» PROBLEM REQUIREMENTS:
Swap "small tree" for "young tree" in the lines that start with the one containing "search: small tree on lawn" and end with the one containing "top-left (306, 288), bottom-right (324, 316)". Give back only those lines, with nothing else changed.

» EXTRACTED INFORMATION:
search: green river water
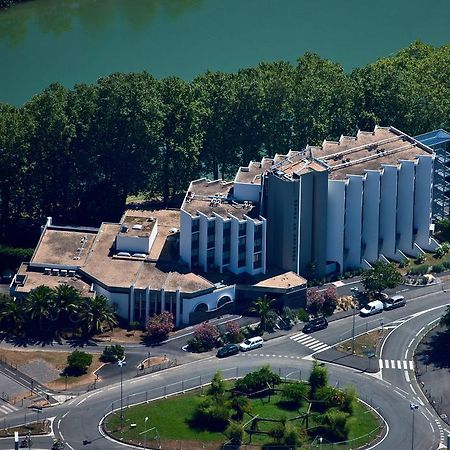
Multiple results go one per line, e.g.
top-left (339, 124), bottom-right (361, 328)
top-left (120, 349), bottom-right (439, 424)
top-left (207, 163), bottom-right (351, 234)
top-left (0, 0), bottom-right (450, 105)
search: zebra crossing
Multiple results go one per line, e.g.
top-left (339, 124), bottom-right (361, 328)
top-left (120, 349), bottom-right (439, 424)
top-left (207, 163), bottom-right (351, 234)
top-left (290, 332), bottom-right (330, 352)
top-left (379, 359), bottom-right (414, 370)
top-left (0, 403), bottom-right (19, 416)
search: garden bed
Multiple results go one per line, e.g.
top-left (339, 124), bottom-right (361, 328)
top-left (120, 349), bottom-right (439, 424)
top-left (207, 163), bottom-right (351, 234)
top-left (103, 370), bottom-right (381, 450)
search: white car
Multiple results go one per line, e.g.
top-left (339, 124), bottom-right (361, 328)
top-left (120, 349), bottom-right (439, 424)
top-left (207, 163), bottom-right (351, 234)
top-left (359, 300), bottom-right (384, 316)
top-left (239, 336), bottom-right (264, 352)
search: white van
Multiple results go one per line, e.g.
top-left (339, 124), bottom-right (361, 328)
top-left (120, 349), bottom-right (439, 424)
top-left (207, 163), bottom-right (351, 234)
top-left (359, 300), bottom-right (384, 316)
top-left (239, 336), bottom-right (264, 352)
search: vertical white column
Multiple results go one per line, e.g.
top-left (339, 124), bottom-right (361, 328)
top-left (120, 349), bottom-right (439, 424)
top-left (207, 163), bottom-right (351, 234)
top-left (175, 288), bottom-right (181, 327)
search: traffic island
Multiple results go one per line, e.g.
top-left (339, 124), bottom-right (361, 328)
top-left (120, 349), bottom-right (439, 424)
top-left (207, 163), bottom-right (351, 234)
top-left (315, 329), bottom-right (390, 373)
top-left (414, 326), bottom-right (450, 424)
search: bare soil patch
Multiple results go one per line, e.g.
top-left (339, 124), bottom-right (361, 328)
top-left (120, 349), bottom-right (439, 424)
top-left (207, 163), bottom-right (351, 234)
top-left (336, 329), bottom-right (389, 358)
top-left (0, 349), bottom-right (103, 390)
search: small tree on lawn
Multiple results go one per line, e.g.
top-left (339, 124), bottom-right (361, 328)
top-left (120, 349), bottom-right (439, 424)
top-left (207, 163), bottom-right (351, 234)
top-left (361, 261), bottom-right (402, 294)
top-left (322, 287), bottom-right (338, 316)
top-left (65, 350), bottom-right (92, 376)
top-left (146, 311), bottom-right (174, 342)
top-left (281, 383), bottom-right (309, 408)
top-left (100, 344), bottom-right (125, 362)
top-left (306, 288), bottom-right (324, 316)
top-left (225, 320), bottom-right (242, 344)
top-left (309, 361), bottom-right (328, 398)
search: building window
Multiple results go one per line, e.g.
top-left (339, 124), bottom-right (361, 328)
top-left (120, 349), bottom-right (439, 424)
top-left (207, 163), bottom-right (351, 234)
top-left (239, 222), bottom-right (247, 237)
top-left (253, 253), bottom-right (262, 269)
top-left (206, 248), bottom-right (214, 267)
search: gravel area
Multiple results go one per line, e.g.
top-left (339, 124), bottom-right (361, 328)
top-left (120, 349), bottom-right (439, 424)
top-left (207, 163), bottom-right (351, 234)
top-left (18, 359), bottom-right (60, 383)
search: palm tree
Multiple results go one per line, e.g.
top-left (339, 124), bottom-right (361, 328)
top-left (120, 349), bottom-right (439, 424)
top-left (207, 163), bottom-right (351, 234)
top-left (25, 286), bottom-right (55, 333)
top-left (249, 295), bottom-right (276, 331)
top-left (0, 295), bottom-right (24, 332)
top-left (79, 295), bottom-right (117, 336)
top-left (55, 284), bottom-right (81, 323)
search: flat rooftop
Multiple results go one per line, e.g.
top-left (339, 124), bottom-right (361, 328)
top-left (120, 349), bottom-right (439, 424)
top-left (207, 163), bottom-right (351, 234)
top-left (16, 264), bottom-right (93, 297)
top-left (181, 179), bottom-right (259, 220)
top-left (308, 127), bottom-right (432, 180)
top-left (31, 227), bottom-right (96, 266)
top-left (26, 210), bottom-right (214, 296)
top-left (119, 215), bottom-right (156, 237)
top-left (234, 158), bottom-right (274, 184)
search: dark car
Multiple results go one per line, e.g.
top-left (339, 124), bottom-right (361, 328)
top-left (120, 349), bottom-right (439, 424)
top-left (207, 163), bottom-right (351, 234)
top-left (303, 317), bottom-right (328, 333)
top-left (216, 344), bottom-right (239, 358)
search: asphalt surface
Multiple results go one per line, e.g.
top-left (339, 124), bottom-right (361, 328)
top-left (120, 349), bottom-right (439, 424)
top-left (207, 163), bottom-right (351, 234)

--

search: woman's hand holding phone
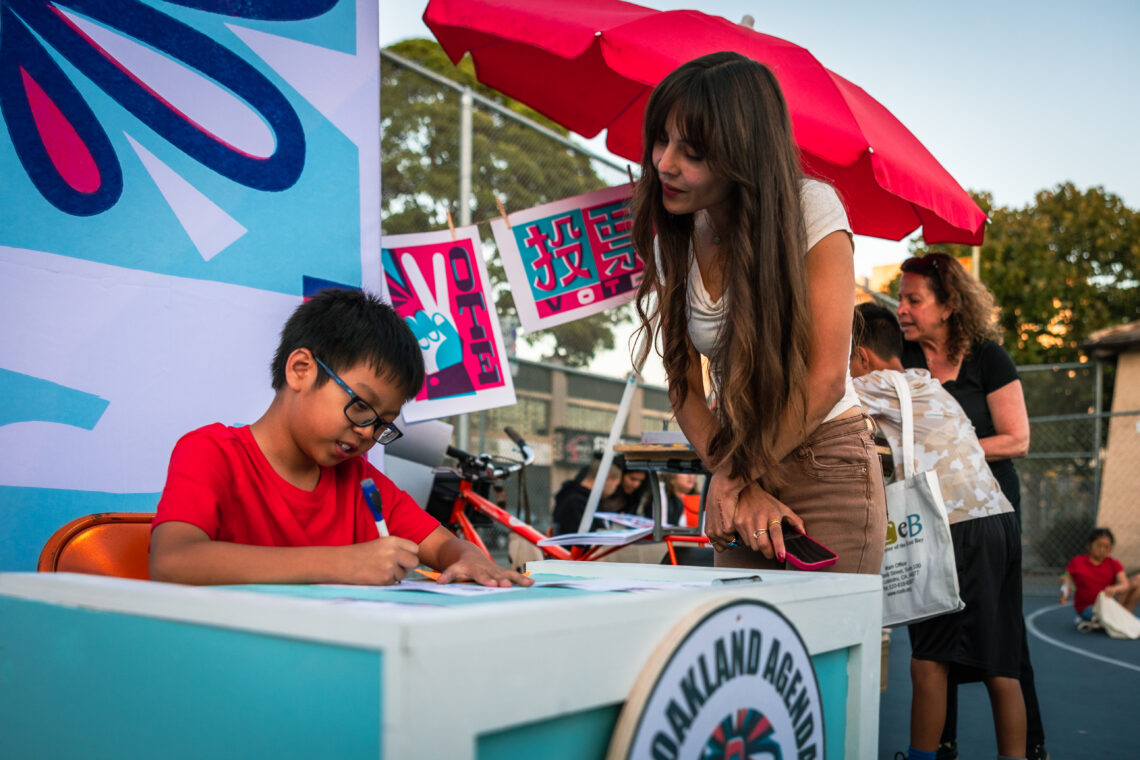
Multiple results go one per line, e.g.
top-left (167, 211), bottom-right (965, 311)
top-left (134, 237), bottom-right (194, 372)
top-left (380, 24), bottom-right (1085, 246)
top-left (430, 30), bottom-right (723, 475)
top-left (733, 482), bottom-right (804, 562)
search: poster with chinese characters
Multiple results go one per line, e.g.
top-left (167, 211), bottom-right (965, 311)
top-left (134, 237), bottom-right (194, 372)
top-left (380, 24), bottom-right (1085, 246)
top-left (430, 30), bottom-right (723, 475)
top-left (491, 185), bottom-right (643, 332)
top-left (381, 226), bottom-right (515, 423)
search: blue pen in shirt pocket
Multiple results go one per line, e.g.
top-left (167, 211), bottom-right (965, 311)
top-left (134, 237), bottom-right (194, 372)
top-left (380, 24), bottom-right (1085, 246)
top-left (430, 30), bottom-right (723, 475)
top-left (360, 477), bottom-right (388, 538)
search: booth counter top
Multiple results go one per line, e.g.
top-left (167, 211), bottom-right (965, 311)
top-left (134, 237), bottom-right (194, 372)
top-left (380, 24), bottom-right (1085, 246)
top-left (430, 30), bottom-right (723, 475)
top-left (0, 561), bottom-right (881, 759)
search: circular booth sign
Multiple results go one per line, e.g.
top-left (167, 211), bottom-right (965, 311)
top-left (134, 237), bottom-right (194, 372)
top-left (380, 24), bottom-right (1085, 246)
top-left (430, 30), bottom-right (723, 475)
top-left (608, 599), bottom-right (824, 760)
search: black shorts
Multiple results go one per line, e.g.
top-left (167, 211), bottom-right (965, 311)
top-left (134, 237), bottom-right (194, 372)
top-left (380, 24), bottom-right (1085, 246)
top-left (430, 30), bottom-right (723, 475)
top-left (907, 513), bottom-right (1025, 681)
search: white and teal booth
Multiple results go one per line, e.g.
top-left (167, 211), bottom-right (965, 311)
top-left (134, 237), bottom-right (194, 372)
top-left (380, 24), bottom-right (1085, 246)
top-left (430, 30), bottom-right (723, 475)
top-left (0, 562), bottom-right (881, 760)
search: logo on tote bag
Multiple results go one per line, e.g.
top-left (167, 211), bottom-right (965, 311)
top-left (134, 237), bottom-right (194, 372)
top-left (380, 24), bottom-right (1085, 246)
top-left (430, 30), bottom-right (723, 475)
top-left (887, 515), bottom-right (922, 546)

» EXERCISE RESULT:
search: young tree on lawn
Multiple results go one per line, e.g.
top-left (339, 124), bottom-right (361, 328)
top-left (120, 349), bottom-right (439, 424)
top-left (207, 163), bottom-right (351, 234)
top-left (361, 261), bottom-right (402, 294)
top-left (322, 287), bottom-right (338, 316)
top-left (65, 350), bottom-right (92, 376)
top-left (146, 311), bottom-right (174, 342)
top-left (281, 383), bottom-right (309, 408)
top-left (100, 344), bottom-right (125, 362)
top-left (306, 288), bottom-right (324, 316)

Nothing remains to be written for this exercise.